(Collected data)
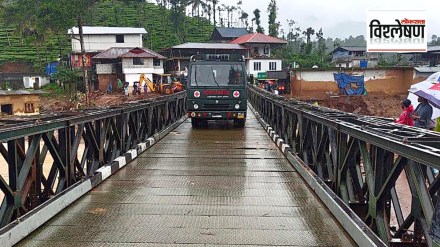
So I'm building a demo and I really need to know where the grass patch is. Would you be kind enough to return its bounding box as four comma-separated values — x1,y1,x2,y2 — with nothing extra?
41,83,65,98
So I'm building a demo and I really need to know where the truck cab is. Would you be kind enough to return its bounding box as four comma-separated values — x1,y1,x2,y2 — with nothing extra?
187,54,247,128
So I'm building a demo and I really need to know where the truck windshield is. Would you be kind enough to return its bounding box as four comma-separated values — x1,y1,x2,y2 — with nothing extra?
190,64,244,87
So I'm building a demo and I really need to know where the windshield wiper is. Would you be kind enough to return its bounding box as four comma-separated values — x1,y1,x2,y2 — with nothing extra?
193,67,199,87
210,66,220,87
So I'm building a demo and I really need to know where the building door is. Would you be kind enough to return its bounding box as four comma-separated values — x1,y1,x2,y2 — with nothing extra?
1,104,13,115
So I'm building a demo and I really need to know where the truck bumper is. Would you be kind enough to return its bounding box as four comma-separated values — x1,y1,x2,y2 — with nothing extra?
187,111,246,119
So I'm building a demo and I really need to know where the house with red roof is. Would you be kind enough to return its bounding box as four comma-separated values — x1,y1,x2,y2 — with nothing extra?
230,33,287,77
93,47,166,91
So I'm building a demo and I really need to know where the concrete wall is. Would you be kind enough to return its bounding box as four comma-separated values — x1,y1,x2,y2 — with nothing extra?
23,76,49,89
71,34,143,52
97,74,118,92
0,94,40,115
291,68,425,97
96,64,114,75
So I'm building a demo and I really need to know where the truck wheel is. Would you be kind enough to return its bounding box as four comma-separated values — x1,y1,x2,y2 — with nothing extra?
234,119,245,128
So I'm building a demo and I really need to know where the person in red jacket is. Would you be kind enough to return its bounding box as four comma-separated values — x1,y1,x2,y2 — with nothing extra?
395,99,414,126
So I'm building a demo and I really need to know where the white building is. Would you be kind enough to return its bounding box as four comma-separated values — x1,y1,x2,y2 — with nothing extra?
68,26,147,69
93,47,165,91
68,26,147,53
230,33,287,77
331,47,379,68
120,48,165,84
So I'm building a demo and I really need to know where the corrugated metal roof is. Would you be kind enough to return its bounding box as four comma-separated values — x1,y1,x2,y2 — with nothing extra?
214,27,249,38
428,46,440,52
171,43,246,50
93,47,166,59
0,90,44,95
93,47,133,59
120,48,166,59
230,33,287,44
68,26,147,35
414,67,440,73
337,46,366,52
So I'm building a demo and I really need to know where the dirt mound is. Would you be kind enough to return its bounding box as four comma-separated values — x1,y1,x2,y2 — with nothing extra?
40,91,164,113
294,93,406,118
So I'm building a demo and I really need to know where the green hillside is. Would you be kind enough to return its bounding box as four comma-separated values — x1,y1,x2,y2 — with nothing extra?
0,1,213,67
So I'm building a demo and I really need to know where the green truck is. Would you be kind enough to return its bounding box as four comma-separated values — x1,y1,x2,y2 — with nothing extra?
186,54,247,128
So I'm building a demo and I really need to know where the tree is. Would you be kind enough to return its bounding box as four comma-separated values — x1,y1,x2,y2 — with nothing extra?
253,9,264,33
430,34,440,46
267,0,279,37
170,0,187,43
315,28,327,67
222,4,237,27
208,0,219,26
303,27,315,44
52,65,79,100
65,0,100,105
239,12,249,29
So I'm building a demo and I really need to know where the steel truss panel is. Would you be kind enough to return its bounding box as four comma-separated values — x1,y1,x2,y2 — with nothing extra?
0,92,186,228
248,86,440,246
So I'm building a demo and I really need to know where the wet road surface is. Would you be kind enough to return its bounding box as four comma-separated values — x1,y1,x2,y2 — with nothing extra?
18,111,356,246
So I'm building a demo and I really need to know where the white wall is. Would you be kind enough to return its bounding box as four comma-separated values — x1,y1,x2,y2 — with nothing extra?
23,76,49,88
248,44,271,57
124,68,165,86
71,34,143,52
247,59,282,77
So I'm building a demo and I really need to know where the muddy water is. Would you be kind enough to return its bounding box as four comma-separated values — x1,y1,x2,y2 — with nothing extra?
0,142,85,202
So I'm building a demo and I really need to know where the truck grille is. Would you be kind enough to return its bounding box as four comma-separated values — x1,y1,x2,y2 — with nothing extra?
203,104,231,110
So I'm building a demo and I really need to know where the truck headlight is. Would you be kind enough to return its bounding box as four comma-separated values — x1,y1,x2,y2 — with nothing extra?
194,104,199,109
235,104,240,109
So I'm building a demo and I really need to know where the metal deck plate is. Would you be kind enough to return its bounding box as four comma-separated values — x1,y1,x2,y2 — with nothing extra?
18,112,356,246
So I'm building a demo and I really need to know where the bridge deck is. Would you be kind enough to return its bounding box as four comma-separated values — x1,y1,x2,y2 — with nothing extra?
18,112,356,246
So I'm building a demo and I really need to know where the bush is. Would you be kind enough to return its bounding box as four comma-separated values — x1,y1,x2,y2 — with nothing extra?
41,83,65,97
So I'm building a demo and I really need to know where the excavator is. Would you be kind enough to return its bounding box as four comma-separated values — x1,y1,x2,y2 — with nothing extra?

● **Problem statement**
Return exactly the lines in the records above, beginning with the one that holds "the truck headlight" and ending with the last.

● **Problem solution**
So I'm building a demo and I really need to know where the truck headlight is. Would you be kind enough to return its bounding box as four comma-separated values — x1,y1,x2,y2 — with nothing extra?
194,104,199,109
235,104,240,109
So I'm building a demo and I really need to know where the metal deck plate is. Would you be kind enough to return its bounding box as four comma-separated values — x1,y1,x2,y2 — with nothing extra?
18,112,356,246
So I'm building a demo and I really need to know where the bridge deck is. Would you be kind enough to return its bounding box as four comma-separated values — x1,y1,x2,y2 — with nothing extra?
18,112,356,246
So I'm building a demo and I really need to know where the bush is. Would you be kind enough to return its bounding box as four comma-separated values — x1,y1,x2,y2 — with nothing extra?
41,83,65,97
So I'm building a demo and I really need to know where the excavator is. Would you be kind enough to return its bounding box as four comma-separated values — x1,y1,x2,y2 — with nothing extra?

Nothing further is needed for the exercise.